#### [Your tasks]
a – Do the following statements agree with the MNIST examples page? Answer yes or no for each and quote the deciding words from the text. (i) The Hopfield model is trained with the Adam optimizer. (ii) The BCM model in the example has no lateral interactions. (iii) The view_weights function belongs to the utils submodule.
b – Can you revise the MNIST examples page, starting with "The simulations are" and going on through "the model performances.", so that "mini-batches" is replaced by "batches"?

#### [Text shown]

MNIST Examples

Both the BCM and Hopfield model are tested and compared on MNIST, the standard training dataset composed by \(70000\) images (\(28 \times 28\) pixels) of hand-written digits. In the following examples, the code for running the simulations is shown and the learned synaptic weights are depicted using an animated colormap. In this way, we can nicely visualize how these receptive fields are evolving during the training.

The simulations are executed on a network with the same structure (outputs = \(100\)), starting from the same synaptic weights initial distribution (standard normal), and fixing the number of epochs (num_epochs = \(10\)) as well as the mini-batches size (batch_size = \(1000\)).

BCM model

The first step is to import the MNIST dataset and rescale the full set of features into \([0, 1]\) to improve the model performances.

from sklearn.datasets import fetch_openml

X, y = fetch_openml(name='mnist_784', version=1, data_id=None, return_X_y=True)
X *= 1. / 255

Then, the BCM model has to be instantiated setting its custom parameters: the most common activation functions, optimizers and weights initializers are provided in the biolearn submodules. The performances depend on the configuration of the parameters, therefore a fine tuning can lead to better results.

from biolearn.model.bcm import BCM
from biolearn.utils.activations import Relu
from biolearn.utils.optimizer import Adam
from biolearn.utils.weights import Normal

model = BCM(outputs=100, num_epochs=10, batch_size=1000,
            activation=Relu(), optimizer=Adam(), weights_init=Normal(mu=0., std=1.),
            interaction_strength=0.)

In this case, a Relu activation and an Adam optimizer are used and the BCM model has no lateral interactions at all. The last step is to call the fit method to run the training.

model.fit(X)

The final result can be visualized using the view_weights function in the utils submodule.

from biolearn.utils.misc import view_weights

view_weights(model.weights, dims=(28,28))

To further improve the results visualiation, here it is shown the colormap evolving over time during training.

Hopfield model

In the same way of the previous example, first the dataset is imported and then the model is created and fitted: in this case the SGD optimizer (Stochastic Gradient Descent) is used and the neurons outputs don’t need any non-linear activation.

from biolearn.model.hopfield import Hopfield
from biolearn.utils.optimizer import SGD

model = Hopfield(outputs=100, num_epochs=10, batch_size=1000, optimizer=SGD())

model.fit(X)

Again, the receptive fields evolving during training is shown.

#### [Dataset records]
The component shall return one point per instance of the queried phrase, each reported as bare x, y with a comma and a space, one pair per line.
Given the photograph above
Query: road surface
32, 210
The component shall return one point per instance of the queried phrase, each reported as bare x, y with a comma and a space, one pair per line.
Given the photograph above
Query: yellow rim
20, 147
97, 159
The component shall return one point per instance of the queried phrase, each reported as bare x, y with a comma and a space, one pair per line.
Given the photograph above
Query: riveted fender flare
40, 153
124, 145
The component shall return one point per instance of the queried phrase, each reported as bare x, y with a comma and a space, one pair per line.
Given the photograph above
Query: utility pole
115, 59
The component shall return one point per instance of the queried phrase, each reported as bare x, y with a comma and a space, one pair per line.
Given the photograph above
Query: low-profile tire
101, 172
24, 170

#### [Results of the exercise]
a –
(i) No: "in this case the SGD optimizer (Stochastic Gradient Descent) is used"
(ii) Yes: "the BCM model has no lateral interactions at all"
(iii) Yes: "using the view_weights function in the utils submodule"

b –
The simulations are executed on a network with the same structure (outputs = \(100\)), starting from the same synaptic weights initial distribution (standard normal), and fixing the number of epochs (num_epochs = \(10\)) as well as the batches size (batch_size = \(1000\)).

BCM model

The first step is to import the MNIST dataset and rescale the full set of features into \([0, 1]\) to improve the model performances.